• RAW DATA:
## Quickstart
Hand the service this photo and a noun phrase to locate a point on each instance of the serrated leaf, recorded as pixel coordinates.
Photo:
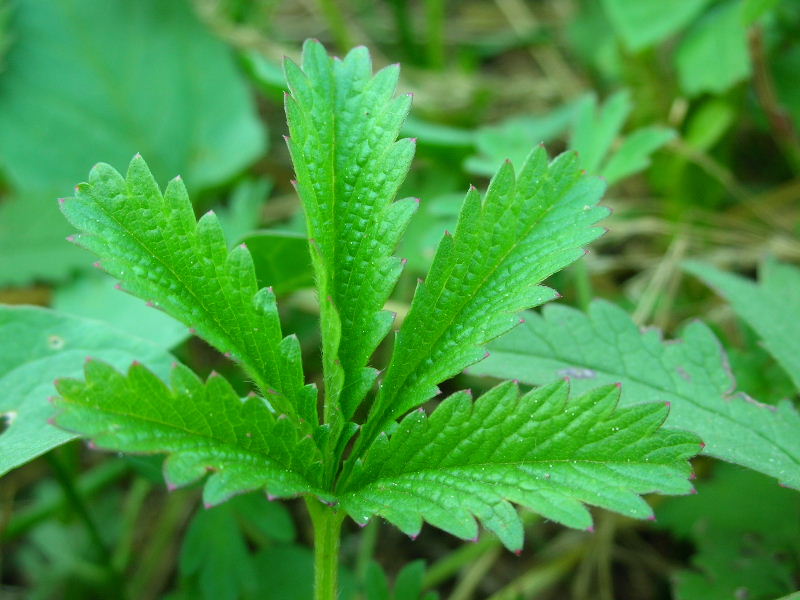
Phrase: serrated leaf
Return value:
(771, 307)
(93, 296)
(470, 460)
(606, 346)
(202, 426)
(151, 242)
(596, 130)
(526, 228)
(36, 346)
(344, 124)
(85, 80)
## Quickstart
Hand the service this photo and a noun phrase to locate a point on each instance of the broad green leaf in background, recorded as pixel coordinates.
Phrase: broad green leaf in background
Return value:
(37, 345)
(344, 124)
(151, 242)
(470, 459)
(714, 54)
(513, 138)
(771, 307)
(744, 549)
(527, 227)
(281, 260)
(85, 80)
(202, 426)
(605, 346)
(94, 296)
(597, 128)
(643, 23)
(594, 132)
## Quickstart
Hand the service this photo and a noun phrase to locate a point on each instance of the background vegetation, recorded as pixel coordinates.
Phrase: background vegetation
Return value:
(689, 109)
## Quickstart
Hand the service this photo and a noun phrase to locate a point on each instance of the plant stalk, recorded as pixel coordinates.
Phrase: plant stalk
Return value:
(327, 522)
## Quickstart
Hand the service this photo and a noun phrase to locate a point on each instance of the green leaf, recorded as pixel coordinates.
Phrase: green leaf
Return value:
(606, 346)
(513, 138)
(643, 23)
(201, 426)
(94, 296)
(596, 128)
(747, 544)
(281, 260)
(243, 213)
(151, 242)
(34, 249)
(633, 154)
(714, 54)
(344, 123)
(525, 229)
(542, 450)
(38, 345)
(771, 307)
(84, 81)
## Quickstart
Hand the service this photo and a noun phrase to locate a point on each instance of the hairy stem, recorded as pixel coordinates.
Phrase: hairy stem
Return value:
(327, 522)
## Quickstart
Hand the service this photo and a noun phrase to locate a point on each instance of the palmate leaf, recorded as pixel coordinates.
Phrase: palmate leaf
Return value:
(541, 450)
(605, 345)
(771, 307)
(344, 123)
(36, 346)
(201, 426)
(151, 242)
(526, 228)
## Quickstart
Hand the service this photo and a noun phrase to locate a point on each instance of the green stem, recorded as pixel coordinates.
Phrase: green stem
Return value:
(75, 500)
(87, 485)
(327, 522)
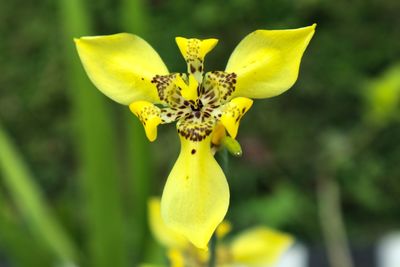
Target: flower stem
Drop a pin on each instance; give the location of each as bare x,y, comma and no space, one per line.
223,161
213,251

• WHAT THIS TASK INVOLVES: Transcribe every line from the records above without alteration, and leave out the images.

• OUTPUT OF THE TASK:
## Quickstart
Hand the service this photo and a noun phrase to locate a point on each instance of the serrated leaf, recorded as pixel coordinates.
Photo:
Phrase: serrated leaf
Return value:
(771, 307)
(93, 296)
(470, 460)
(606, 346)
(202, 426)
(151, 242)
(596, 130)
(526, 228)
(36, 346)
(344, 124)
(85, 80)
## Quickstart
Hand the service this photo and a noun phrase to locate a point on each instance of the broad green leaf in background, recorded as pixel coordinates.
Phrase: broad green leaf in background
Return value:
(37, 345)
(344, 124)
(151, 242)
(470, 459)
(714, 54)
(513, 138)
(771, 307)
(744, 549)
(527, 227)
(281, 260)
(85, 80)
(202, 426)
(605, 346)
(94, 296)
(597, 128)
(643, 23)
(594, 132)
## Quickstart
Hand the service this photo and a noun phrase to locate a point on each instance of the background vegetation, recorded as pixel coordinates.
Phrase: background vegetation
Return value:
(689, 109)
## Quickstart
Hand the service this photo and a noun phrase to locate a point on each instance of the plant stalk, recorded as pixel coordinates.
Phrase: plant stalk
Return value:
(327, 522)
## Quickstart
Hand the service this photo and a noun phrase to locate a point on each instance of the green leaf, recorded as pixel coordinates.
Phrase: green leaf
Return value:
(606, 346)
(513, 138)
(643, 23)
(201, 426)
(94, 296)
(596, 128)
(747, 544)
(281, 260)
(243, 213)
(151, 242)
(34, 249)
(633, 154)
(714, 54)
(344, 123)
(525, 229)
(542, 450)
(38, 345)
(771, 307)
(84, 81)
## Quickstart
Hand the service this photo and a noun phrase to locate a point on each instance of the hairy stem, recorded as pixel coordinates.
Phrase: hairy stem
Return value:
(327, 522)
## Quickstart
Hand the service this photo and a noun phrase to locate a point on each instance of the palmate leaf, recorded as pixel coordinates.
Phrase: palmate leaf
Return value:
(541, 450)
(605, 345)
(771, 307)
(344, 123)
(36, 346)
(201, 426)
(151, 242)
(526, 228)
## Quickstart
Hand the service this photo and a noun phrase to locate a point on each instance of the green stem, recorded as pixel coordinates.
Phrase: green stem
Return value:
(75, 500)
(87, 485)
(327, 522)
Target: flower stem
Drop a pin on each instance; give the location of each as bare x,y, comma and no space, one per line.
223,161
213,251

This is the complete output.